■ Problem details ■
Establish how many lines in the entries hold the string "wooden". The number by itself is the whole answer.
Top of Records for this exercise
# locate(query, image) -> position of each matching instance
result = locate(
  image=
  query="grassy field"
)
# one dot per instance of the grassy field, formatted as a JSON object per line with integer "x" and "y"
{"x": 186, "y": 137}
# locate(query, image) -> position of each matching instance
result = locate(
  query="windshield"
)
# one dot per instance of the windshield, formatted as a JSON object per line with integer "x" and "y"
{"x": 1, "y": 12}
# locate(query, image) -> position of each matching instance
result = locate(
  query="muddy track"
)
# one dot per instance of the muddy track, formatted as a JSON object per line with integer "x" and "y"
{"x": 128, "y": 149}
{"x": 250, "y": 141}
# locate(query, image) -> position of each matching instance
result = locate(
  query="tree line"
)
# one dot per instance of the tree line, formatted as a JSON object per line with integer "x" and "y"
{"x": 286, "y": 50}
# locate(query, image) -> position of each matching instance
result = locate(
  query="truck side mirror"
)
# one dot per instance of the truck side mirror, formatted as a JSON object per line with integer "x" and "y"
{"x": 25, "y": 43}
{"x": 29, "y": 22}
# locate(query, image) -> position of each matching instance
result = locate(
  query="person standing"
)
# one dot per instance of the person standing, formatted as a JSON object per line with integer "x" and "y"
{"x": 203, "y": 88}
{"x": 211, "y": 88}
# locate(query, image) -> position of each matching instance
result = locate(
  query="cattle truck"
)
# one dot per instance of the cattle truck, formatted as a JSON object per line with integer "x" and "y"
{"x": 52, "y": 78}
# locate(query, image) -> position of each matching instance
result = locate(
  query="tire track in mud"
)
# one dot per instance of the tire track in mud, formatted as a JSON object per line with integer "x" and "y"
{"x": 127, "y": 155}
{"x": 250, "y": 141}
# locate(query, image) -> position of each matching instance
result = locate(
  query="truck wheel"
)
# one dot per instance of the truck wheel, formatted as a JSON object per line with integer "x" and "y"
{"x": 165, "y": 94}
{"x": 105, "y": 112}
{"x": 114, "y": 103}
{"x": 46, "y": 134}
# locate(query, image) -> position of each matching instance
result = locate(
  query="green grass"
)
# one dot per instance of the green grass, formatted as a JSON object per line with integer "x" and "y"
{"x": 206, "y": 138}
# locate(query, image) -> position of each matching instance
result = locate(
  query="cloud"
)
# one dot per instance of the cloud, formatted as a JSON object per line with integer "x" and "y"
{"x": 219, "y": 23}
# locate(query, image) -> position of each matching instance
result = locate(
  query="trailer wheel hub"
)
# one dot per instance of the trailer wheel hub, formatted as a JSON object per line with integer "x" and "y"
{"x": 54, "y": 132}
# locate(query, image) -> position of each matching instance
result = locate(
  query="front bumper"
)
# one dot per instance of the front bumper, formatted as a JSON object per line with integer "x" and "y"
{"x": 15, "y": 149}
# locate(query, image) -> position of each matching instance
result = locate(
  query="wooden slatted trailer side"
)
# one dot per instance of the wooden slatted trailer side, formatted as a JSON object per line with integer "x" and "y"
Bottom of Records for this exercise
■ Problem solution ■
2